Entries shown
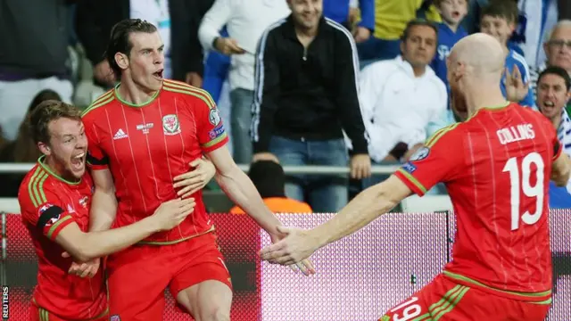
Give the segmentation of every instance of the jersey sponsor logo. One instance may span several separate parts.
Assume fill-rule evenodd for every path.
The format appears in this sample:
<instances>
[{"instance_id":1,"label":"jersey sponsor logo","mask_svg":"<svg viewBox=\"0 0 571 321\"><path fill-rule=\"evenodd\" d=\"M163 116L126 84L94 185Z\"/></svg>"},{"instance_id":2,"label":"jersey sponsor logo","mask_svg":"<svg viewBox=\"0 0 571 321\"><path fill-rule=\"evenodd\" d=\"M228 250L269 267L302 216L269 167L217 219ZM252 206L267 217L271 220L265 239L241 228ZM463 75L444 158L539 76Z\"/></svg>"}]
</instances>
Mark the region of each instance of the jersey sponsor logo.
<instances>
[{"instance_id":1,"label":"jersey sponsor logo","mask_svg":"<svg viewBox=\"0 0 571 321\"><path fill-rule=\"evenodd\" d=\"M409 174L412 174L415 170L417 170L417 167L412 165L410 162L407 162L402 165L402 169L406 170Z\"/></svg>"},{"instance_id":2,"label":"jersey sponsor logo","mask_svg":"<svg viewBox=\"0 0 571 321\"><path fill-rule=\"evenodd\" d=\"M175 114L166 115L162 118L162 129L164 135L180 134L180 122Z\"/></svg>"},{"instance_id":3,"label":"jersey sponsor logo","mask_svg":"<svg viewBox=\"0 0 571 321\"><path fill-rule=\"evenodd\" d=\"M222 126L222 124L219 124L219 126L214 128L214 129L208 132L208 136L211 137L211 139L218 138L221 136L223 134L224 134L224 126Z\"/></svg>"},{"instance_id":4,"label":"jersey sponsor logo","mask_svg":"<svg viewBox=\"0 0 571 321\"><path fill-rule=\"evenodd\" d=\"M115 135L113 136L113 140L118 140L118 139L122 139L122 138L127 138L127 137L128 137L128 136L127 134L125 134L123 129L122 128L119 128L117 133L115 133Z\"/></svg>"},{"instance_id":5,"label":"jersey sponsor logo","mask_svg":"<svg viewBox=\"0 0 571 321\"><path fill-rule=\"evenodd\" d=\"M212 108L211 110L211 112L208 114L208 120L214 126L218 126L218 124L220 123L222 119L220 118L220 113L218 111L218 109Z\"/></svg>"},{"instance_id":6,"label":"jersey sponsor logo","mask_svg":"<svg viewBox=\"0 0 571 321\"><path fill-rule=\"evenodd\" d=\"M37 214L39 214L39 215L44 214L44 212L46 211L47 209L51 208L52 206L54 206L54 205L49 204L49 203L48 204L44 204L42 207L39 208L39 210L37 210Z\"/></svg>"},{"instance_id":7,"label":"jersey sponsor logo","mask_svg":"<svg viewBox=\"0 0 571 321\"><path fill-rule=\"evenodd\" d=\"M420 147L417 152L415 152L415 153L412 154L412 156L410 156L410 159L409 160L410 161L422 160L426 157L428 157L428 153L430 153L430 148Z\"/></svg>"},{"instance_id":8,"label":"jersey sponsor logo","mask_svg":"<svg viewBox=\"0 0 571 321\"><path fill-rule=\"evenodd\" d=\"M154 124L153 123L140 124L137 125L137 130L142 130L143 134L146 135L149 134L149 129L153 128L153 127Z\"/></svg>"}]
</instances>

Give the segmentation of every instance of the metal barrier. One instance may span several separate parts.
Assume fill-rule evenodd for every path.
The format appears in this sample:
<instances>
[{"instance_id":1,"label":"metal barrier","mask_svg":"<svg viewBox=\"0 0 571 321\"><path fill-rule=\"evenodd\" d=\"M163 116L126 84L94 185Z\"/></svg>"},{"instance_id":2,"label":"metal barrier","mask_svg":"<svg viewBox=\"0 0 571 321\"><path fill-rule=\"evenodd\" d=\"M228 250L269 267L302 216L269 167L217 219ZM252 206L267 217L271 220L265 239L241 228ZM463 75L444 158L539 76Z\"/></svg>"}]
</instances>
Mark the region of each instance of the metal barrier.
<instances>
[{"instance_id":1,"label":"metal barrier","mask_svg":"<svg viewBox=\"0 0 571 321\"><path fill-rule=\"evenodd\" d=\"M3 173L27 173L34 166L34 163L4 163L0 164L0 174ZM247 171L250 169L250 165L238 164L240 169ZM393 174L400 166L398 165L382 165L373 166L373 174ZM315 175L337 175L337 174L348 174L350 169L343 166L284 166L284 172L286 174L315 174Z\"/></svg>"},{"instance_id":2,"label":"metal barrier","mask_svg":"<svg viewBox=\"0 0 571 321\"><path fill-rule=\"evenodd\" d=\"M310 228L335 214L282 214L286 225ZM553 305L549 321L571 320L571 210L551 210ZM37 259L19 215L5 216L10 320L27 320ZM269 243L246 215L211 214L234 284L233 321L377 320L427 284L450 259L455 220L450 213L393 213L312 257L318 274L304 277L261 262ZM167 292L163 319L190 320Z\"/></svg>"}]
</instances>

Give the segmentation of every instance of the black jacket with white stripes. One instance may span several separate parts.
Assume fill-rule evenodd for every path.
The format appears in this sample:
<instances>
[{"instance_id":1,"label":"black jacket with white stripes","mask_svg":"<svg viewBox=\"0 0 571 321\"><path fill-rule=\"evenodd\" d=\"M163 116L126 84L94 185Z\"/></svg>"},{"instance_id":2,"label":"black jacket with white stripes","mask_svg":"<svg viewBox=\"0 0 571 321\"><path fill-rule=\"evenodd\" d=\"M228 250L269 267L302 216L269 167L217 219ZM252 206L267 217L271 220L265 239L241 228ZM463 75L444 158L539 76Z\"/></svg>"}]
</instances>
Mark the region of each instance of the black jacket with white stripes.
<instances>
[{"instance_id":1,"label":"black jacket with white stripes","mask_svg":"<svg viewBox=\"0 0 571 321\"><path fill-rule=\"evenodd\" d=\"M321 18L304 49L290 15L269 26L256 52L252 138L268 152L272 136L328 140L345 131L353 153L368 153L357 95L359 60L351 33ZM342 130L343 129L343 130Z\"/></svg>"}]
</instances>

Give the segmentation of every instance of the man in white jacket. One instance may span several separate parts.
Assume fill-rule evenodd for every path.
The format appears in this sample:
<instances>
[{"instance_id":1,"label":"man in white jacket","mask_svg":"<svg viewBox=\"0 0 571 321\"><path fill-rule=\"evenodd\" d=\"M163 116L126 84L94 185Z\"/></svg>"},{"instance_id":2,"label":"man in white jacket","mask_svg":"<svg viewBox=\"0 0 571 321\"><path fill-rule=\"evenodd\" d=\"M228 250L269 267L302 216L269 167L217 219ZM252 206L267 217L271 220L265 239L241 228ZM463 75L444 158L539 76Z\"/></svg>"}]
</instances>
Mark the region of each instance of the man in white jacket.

What is being asked
Please lay out the stretch from the line containing "Give the segmentation of every instance of the man" through the end of the records as a Markdown table with the columns "Row" and "Line", numbering each line and skipping blank lines.

Reply to the task
| Row | Line |
|---|---|
| 1 | Give the segmentation of every instance of the man in white jacket. One instance may span several separate parts. |
| 2 | Assume fill-rule evenodd for every path. |
| 3 | The format appears in this sample: |
| 4 | <instances> |
| 5 | [{"instance_id":1,"label":"man in white jacket","mask_svg":"<svg viewBox=\"0 0 571 321\"><path fill-rule=\"evenodd\" d=\"M163 116L126 84L94 185Z\"/></svg>"},{"instance_id":2,"label":"man in white jacket","mask_svg":"<svg viewBox=\"0 0 571 321\"><path fill-rule=\"evenodd\" d=\"M228 250L269 267L302 216L269 167L217 219ZM252 206L267 217L271 220L265 239L241 228ZM463 75L444 158L539 76Z\"/></svg>"}] |
| 6 | </instances> |
| 7 | Mark the region of each instance of the man in white jacket. |